THE PROBLEM
Continue the passage on switching to minimalist running, picking up after its last sentence.

SOURCE

Anyway, as I ran into my mid 40s, I would notice slight ache to my right knee, usually the day after a running, and I started to think, that perhaps I should stop and just focus on my swimming. About that time I learnt that a lot of people in my work, were into "bare foot" and minimalist running, and used to wear the rather distinctive vibram 5-fingers shoes. I used to think that this was insane, and poopoed the concept, but they stuck me out, that the major problem with 80s/90s style trainers which have muchos padding was i) they encouraged you to heel strike which means you have a tendency to land with a straightened leg and ii) reliance on the padding combined with the style encouraged means that the soft tissues (i.e. ligaments, muscles etc.) aren't being used properly to provide any natural springiness and elasticity in your technique.

Alas one of my buddies, even sent me a really nice video, which contrasted the differences between the "classic style" which emphasised landing more toward the heel with an extended leg, allowing shocks and loads to be transmitted parallel to your joints, vs. the "minimalist style" which is more about landing further forward (around the "ball" of the foot) with a more bent knee. From the videos it became apparent that in the minimalist style the body's soft tissues (which recover and strengthen) are being employed to take the dynamic loads of the exercise.

(Dataset rows)
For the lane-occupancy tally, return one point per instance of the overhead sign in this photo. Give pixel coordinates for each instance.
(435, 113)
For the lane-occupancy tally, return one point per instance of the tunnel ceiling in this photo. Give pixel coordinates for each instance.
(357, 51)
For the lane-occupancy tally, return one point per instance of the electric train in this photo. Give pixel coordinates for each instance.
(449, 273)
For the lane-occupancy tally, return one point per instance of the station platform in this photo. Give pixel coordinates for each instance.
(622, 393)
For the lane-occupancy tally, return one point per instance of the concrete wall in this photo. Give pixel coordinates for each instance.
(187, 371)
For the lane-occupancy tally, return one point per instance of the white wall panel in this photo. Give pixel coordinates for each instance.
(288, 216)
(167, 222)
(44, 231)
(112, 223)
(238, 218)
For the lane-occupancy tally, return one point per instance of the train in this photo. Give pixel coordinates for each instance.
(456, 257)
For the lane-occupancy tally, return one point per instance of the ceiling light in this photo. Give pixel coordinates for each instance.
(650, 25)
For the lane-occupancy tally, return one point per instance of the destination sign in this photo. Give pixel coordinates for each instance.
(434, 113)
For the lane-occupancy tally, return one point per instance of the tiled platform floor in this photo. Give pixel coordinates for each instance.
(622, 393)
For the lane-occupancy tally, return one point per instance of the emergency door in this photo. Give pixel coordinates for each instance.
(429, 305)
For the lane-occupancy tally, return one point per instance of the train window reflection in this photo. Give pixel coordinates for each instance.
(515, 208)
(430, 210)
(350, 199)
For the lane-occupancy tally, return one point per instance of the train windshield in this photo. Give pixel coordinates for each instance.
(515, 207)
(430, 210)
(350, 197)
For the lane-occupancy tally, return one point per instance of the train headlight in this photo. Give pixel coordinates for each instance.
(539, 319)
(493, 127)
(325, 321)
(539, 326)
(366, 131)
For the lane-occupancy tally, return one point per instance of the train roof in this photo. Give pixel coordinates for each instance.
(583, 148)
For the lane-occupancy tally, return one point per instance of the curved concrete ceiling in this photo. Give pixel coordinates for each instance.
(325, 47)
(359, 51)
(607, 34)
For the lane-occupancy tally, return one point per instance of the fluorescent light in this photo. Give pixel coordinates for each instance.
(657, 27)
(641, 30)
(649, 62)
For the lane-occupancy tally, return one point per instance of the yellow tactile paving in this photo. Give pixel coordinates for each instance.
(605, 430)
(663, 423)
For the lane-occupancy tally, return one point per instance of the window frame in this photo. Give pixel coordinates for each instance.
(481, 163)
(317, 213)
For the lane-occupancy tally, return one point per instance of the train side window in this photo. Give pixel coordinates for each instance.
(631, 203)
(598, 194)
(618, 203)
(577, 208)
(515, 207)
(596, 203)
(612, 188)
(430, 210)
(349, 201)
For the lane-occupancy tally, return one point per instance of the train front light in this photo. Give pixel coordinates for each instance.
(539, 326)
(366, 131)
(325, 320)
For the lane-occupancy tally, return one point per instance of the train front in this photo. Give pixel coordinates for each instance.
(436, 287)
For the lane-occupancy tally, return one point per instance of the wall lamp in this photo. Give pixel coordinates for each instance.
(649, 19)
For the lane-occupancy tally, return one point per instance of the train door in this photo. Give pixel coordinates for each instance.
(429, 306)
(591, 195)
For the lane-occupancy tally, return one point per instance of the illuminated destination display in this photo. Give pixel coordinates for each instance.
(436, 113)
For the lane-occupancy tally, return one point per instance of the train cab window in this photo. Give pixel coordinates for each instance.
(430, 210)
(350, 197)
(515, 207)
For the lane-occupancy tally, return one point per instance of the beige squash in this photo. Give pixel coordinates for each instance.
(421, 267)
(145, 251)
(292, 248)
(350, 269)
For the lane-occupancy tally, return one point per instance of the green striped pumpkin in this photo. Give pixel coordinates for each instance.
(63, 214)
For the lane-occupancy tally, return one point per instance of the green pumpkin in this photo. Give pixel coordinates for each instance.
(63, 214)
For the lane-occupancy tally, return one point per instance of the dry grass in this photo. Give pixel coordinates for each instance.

WRITTEN ANSWER
Obviously I've lost the link, and I can't find it anywhere! I did find this which is kind of similar, but a bit newer.

Anyway, I decided at about age 48 to get back into running, but using the minimalist method.

The first shoes I used were a really worn out pair of these https://www.mountainwarehouse.com/footw ... 10925.aspx I think which I pinched from my wife Mel. The sole and insole were really worn and compressed which was what I wanted.

The next pair I actually bought were these, unfortunately you can't get them from Amazon (or anywhere?) anymore:
https://www.amazon.co.uk/Zakti-Touch-Ba ... B06ZZMYM1Z

My philosophy with running shoes, is *not* to spend a great deal, because I'm often dissatisfied with shoes so I would much rather buy a few different cheapo pairs and see what works best than waste a lot on a pricey pair that end up being horrid. I won't ever make that mistake again not after buying Merrill trail glove when they were about £80. They just did not work for me. I'm size 8 or thereabouts and I bought size 8. They just felt too tight, and I've not even got particularly wide feet. What I now wear is these. They have a wide toe area, as I said I don't have wide feet, but I believe that when one lands the toes will want to splay slightly, so I like to give them room. Like lots of the other running shoes they have a removeable insole, which did remove to make them more minimalist. I probably differ from what some people will say, but I personally don't buy the gait analysis in a shoe shop thing, or seeing a physio or doc. The reason for me is i) I believe that there are so many different opinions ii) I feel by employing a minimalist style, I'm not trying to coax my feet and legs into an artifically neutral stance, which may stress them somewhat. I would sooner listen to my body, not overdo it, and let it find it's natural best stance. FWIW I know from watching and tuning into to myself that I supinate very slightly.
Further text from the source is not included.